WRITTEN EXERCISE = Please duplicate, unchanged, the lines in the rows below from the one containing "Where can the rope" through the final line of the rows, inclusive.

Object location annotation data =
******************************

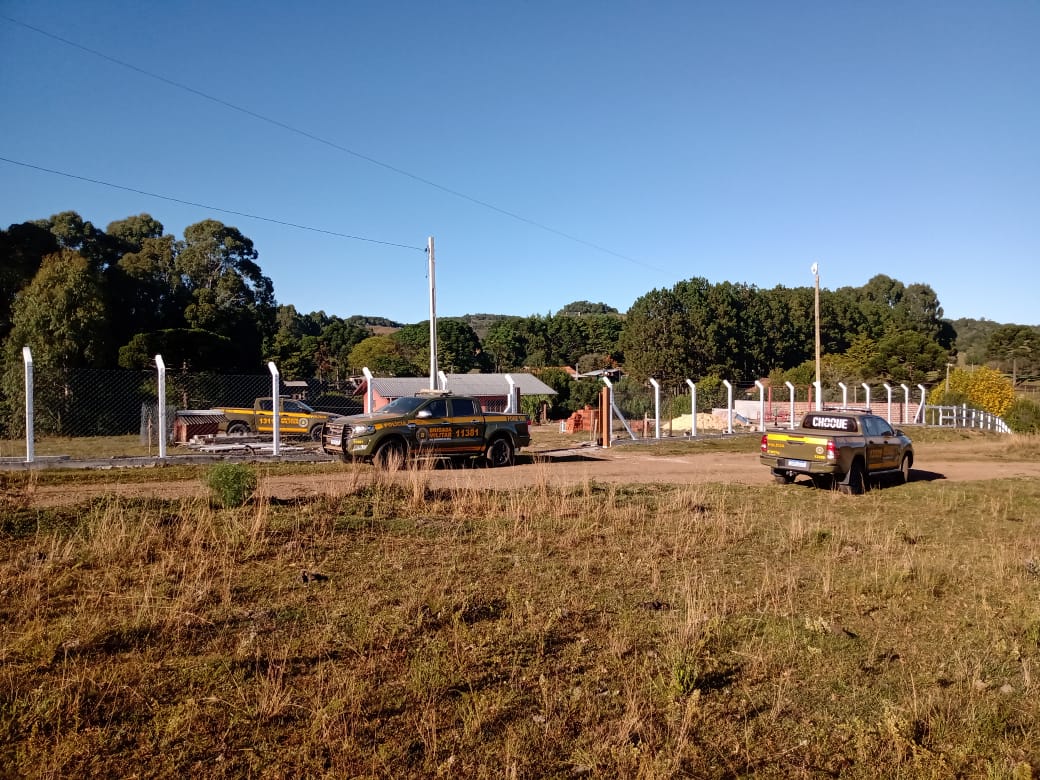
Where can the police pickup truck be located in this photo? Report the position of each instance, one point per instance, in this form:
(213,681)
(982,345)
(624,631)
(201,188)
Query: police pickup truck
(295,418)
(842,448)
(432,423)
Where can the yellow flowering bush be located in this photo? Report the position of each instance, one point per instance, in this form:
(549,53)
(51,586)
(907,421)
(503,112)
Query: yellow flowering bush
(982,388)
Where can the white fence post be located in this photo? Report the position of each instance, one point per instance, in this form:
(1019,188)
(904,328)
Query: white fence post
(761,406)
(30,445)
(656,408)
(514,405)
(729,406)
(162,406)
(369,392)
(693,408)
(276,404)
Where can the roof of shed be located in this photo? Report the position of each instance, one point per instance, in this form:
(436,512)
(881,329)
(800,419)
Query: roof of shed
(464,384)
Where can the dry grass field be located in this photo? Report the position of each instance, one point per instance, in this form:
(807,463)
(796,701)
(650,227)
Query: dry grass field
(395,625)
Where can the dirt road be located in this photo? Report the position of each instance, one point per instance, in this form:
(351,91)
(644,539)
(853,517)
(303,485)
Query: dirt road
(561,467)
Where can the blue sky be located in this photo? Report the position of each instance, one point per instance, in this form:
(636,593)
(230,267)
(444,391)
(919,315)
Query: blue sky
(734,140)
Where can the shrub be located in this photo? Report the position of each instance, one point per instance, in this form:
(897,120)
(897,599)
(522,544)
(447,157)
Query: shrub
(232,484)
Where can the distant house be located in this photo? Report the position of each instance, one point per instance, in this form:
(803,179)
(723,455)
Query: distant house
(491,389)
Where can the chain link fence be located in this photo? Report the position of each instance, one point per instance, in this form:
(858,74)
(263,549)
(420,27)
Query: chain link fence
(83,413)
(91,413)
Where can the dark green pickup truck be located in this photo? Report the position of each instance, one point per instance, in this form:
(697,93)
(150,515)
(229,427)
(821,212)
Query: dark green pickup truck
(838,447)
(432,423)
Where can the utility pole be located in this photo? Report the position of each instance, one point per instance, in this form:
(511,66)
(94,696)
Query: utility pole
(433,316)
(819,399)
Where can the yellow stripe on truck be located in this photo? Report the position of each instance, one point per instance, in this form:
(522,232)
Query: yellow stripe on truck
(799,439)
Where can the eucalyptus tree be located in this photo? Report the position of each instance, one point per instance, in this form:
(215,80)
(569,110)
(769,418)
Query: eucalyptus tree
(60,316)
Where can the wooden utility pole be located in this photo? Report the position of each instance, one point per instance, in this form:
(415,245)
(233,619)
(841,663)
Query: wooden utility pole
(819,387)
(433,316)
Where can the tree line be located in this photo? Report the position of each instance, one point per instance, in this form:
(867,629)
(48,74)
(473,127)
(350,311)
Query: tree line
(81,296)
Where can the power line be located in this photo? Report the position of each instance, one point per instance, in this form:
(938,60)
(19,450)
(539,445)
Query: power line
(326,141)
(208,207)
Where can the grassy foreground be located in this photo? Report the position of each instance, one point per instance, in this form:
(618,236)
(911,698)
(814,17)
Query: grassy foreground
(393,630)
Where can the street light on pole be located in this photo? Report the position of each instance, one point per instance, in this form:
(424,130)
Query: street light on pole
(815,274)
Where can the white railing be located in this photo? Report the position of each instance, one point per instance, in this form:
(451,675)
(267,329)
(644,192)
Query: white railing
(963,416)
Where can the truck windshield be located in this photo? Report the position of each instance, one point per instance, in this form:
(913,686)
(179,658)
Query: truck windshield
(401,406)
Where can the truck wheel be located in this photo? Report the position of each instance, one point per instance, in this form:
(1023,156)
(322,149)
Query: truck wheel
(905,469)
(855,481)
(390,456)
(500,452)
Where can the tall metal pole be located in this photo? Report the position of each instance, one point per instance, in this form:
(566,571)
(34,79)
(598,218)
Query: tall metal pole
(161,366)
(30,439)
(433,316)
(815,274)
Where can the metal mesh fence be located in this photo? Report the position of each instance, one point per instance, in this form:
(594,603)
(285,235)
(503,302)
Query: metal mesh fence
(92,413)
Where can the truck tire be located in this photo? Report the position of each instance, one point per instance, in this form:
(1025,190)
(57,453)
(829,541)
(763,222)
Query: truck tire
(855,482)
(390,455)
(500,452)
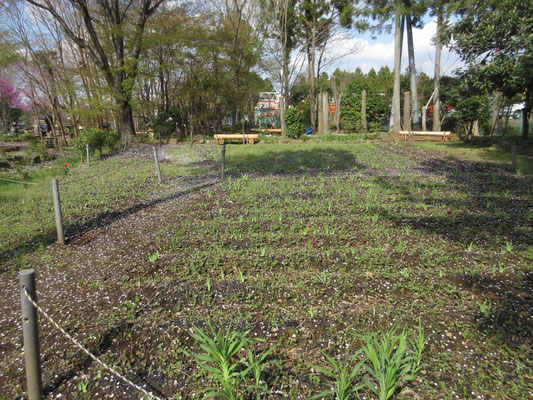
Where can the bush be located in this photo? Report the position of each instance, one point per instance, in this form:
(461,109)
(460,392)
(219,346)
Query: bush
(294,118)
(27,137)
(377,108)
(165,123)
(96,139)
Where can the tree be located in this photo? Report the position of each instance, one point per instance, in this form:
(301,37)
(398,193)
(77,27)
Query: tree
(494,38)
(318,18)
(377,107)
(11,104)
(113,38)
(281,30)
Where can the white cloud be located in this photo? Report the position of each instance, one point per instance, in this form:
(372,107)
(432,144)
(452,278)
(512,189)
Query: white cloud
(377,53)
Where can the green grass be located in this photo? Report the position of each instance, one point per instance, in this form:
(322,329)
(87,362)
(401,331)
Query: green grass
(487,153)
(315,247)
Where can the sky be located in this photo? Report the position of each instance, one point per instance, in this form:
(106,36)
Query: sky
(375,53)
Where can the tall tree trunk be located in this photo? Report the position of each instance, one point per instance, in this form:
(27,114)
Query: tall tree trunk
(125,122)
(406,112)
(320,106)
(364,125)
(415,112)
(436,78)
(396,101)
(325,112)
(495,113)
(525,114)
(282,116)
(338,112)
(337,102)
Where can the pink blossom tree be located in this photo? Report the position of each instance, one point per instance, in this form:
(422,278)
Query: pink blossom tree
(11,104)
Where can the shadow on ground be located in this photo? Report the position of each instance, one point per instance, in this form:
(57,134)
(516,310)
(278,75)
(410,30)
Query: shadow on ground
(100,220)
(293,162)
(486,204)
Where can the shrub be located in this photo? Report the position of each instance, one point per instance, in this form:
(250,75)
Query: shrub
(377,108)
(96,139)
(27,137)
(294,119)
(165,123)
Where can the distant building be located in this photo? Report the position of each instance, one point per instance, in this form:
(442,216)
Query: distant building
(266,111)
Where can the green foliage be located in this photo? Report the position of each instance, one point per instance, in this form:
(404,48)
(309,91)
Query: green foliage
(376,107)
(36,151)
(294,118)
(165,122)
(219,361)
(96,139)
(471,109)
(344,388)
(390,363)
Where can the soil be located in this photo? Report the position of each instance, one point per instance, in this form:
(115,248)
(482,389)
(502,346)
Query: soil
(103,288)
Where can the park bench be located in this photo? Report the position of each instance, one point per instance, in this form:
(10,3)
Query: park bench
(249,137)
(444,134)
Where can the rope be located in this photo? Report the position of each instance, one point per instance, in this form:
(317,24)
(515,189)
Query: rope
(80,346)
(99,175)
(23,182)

******************************

PROBLEM SOLUTION =
Where can the rope be located in this photo? Report the position of each instance, one point per instance, in this form:
(317,24)
(515,189)
Query: rope
(80,346)
(99,175)
(23,182)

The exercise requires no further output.